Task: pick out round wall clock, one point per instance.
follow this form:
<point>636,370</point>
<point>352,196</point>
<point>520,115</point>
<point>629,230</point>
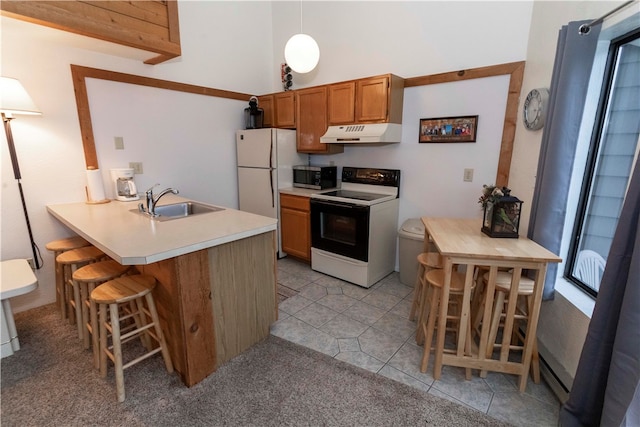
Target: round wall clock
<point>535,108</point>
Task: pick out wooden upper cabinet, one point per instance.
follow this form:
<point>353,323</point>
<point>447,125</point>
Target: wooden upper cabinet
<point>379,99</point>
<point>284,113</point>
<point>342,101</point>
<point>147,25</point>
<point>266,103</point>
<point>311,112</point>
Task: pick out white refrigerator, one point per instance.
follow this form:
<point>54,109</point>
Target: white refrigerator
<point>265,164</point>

┄┄┄┄┄┄┄┄┄┄┄┄┄┄┄┄┄┄┄┄

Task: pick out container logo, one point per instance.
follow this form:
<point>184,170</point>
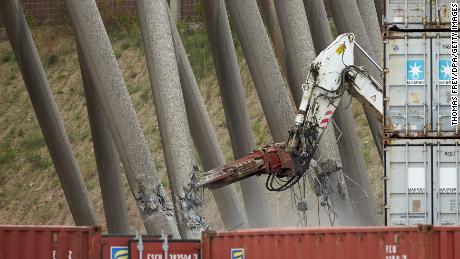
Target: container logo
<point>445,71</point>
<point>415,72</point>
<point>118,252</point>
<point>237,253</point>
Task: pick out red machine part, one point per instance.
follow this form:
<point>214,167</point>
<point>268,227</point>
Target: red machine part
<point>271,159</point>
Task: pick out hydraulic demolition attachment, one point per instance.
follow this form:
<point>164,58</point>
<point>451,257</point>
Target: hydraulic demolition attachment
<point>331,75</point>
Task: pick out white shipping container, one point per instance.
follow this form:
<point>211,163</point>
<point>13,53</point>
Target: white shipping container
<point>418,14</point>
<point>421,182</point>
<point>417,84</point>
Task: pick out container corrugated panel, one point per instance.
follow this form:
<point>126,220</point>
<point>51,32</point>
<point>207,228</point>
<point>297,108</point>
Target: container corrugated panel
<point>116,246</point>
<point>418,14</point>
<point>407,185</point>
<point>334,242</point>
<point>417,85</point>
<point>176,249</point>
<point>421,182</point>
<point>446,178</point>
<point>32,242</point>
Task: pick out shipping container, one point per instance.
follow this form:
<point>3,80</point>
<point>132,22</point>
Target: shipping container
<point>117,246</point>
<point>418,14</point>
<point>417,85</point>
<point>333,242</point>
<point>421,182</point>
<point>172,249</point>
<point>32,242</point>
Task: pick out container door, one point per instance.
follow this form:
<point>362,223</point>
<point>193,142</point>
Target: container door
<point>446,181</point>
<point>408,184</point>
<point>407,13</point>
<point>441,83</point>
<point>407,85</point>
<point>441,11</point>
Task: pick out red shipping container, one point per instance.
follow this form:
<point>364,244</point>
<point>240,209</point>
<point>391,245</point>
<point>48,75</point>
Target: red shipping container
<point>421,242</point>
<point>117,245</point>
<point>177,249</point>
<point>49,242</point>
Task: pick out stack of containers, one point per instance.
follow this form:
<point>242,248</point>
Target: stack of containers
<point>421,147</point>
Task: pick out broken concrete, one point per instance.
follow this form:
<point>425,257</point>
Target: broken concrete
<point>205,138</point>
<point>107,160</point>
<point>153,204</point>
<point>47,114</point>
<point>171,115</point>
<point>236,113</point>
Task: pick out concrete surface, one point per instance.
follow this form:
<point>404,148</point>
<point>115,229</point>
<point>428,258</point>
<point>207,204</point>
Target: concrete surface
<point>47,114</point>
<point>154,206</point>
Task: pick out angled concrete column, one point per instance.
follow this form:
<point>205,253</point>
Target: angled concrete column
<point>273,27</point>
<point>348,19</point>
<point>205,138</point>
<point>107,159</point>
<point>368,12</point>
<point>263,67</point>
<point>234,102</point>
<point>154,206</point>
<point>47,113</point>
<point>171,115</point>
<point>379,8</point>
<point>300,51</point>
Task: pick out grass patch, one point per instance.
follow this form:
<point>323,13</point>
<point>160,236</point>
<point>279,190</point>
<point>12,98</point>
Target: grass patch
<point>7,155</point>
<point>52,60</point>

┄┄┄┄┄┄┄┄┄┄┄┄┄┄┄┄┄┄┄┄

▶ Exercise aim
Convert the rows starting at the line containing "Task: pick out angled" and ending at the line containing "<point>52,60</point>" into a JSON list of strings, one string per line, leaving out blank lines.

▶ Output of the exercise
[
  "Task: pick out angled concrete column, one point per instance.",
  "follow this form:",
  "<point>205,253</point>",
  "Target: angled concrete column",
  "<point>273,27</point>",
  "<point>348,19</point>",
  "<point>205,138</point>",
  "<point>107,159</point>",
  "<point>368,12</point>",
  "<point>263,67</point>",
  "<point>234,102</point>",
  "<point>154,206</point>",
  "<point>47,113</point>",
  "<point>171,115</point>",
  "<point>379,8</point>",
  "<point>300,51</point>",
  "Task: pick out grass patch, one point per instance.",
  "follow this form:",
  "<point>323,13</point>",
  "<point>160,236</point>",
  "<point>279,190</point>",
  "<point>12,98</point>",
  "Target: grass patch",
  "<point>7,155</point>",
  "<point>52,60</point>"
]